Natural language region descriptions
#####
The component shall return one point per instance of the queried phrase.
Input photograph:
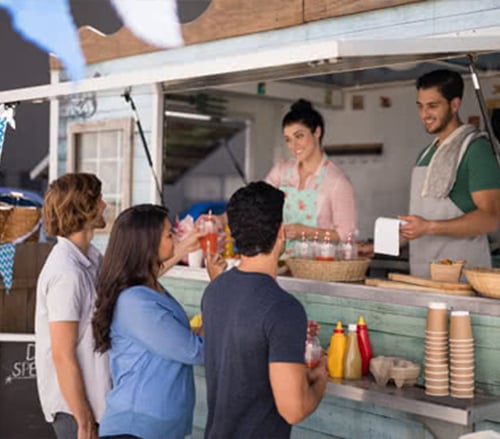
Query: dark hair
(450, 84)
(131, 258)
(255, 214)
(71, 202)
(303, 112)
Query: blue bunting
(7, 253)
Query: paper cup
(430, 333)
(460, 325)
(436, 391)
(461, 370)
(461, 363)
(436, 367)
(466, 350)
(462, 342)
(437, 317)
(462, 393)
(462, 384)
(439, 382)
(195, 259)
(461, 356)
(436, 343)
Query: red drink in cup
(208, 243)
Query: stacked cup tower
(461, 355)
(436, 350)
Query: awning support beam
(482, 105)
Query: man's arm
(297, 390)
(484, 219)
(63, 337)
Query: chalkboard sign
(21, 416)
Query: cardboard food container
(446, 270)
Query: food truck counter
(396, 320)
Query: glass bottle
(365, 347)
(302, 247)
(350, 249)
(326, 249)
(314, 245)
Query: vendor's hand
(414, 227)
(190, 243)
(198, 330)
(312, 328)
(294, 231)
(319, 374)
(216, 264)
(219, 220)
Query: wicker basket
(486, 281)
(18, 222)
(443, 272)
(329, 271)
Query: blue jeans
(65, 426)
(120, 436)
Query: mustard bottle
(228, 245)
(352, 360)
(336, 352)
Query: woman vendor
(319, 196)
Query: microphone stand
(128, 98)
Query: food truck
(233, 81)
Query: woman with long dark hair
(146, 332)
(319, 196)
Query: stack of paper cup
(461, 355)
(436, 350)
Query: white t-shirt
(66, 292)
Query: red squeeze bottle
(365, 347)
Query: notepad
(386, 236)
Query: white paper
(386, 236)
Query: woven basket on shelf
(486, 281)
(446, 272)
(19, 222)
(329, 271)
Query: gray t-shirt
(66, 292)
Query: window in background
(104, 148)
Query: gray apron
(474, 250)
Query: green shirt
(478, 170)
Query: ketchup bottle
(313, 348)
(365, 347)
(352, 358)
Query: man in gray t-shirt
(72, 378)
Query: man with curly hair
(72, 378)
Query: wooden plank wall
(321, 9)
(228, 18)
(395, 330)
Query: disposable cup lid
(438, 305)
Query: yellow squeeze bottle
(336, 352)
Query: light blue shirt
(152, 353)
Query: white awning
(308, 58)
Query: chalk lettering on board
(23, 370)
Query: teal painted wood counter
(396, 321)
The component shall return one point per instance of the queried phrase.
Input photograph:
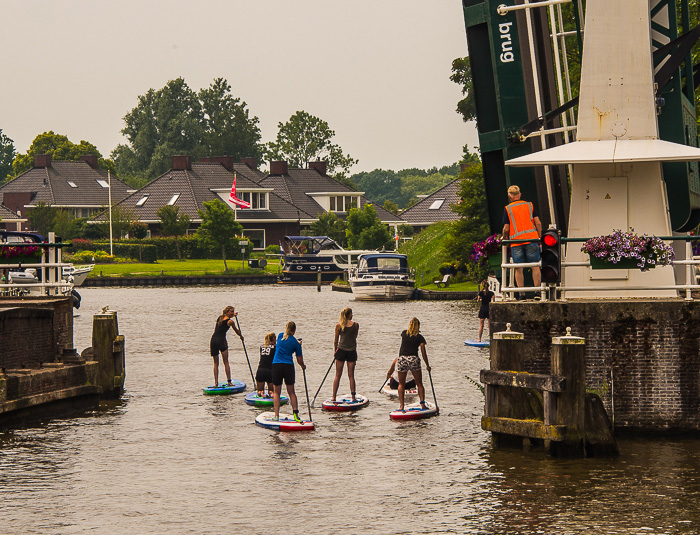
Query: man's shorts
(529, 252)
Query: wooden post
(507, 354)
(569, 361)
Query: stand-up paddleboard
(264, 401)
(223, 389)
(414, 412)
(285, 423)
(345, 403)
(409, 395)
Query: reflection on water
(169, 459)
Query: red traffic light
(550, 239)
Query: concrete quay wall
(642, 356)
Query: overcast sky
(376, 70)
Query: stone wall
(642, 356)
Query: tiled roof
(298, 183)
(195, 188)
(68, 184)
(431, 210)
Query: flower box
(624, 263)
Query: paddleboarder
(264, 372)
(283, 368)
(408, 360)
(218, 343)
(485, 297)
(345, 350)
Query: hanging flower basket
(628, 250)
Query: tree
(59, 147)
(7, 156)
(219, 226)
(176, 120)
(365, 230)
(305, 138)
(228, 127)
(173, 223)
(329, 225)
(41, 217)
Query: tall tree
(219, 226)
(7, 156)
(228, 127)
(60, 148)
(365, 230)
(177, 120)
(173, 223)
(305, 138)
#####
[Exercise aim] Return every record exactly. Pictures stay out.

[Completed exercise]
The component shall return one point per instance of the queried phrase.
Input photograph:
Query: dark hair
(450, 84)
(131, 258)
(255, 214)
(71, 202)
(303, 112)
Query: blue bunting
(7, 253)
Query: paper cup
(430, 333)
(460, 325)
(436, 391)
(461, 370)
(461, 363)
(436, 367)
(466, 350)
(462, 342)
(437, 317)
(462, 393)
(462, 384)
(439, 382)
(195, 259)
(461, 356)
(436, 343)
Query: red drink in cup
(208, 243)
Query: stacked cup tower
(461, 355)
(436, 350)
Query: awning support beam
(482, 105)
Query: man's arm
(297, 390)
(484, 219)
(63, 337)
Query: chalkboard sign
(21, 416)
Query: cardboard food container
(446, 270)
Query: food truck counter
(396, 320)
Query: glass bottle
(365, 347)
(302, 247)
(350, 249)
(326, 249)
(314, 245)
Query: vendor's hand
(414, 227)
(190, 243)
(198, 330)
(312, 328)
(294, 231)
(319, 374)
(216, 264)
(219, 220)
Query: wicker basket
(486, 281)
(18, 222)
(443, 272)
(329, 271)
Query: blue jeans
(65, 426)
(120, 436)
Query: mustard bottle
(228, 245)
(352, 360)
(336, 352)
Query: woman vendor
(319, 196)
Query: microphone stand
(128, 98)
Query: food truck
(233, 81)
Query: woman with long dark hair
(146, 332)
(319, 196)
Query: stack of paper cup
(461, 355)
(436, 350)
Query: white t-shirt
(66, 292)
Query: red squeeze bottle
(365, 347)
Query: notepad
(386, 236)
Query: white paper
(386, 236)
Query: woven basket on shelf
(486, 281)
(446, 272)
(19, 222)
(329, 271)
Query: gray t-shirt
(66, 292)
Query: window in background
(104, 148)
Query: gray apron
(474, 250)
Query: green shirt
(478, 170)
Query: ketchup bottle
(313, 348)
(365, 347)
(352, 358)
Query: man in gray t-shirt
(72, 378)
Query: man with curly hair
(72, 378)
Query: wooden plank wall
(321, 9)
(228, 18)
(395, 330)
Query: disposable cup lid
(438, 305)
Query: yellow squeeze bottle
(336, 352)
Query: light blue shirt
(152, 353)
Query: white awning
(308, 58)
Query: chalk lettering on board
(23, 370)
Query: teal painted wood counter
(396, 321)
The component shall return one point per instance of the queried phrase.
Input photograph:
Query: man's shorts
(529, 252)
Query: wooden post
(507, 354)
(569, 361)
Query: stand-up paddleboard
(264, 401)
(223, 389)
(414, 412)
(285, 423)
(345, 403)
(409, 395)
Query: reflection on water
(169, 459)
Query: red traffic light
(550, 239)
Query: concrete quay wall
(642, 356)
Query: overcast sky
(376, 70)
Query: stone wall
(642, 356)
Query: tiled roof
(298, 183)
(195, 188)
(68, 184)
(431, 210)
Query: flower box
(624, 263)
Query: paddleboarder
(264, 372)
(283, 368)
(408, 360)
(218, 343)
(485, 297)
(345, 350)
Query: hanging flower basket
(628, 250)
Query: tree
(59, 147)
(7, 156)
(219, 226)
(176, 120)
(365, 230)
(305, 138)
(228, 127)
(173, 223)
(329, 225)
(41, 217)
Query: tall tree
(219, 226)
(7, 156)
(228, 127)
(60, 148)
(365, 230)
(177, 120)
(173, 223)
(305, 138)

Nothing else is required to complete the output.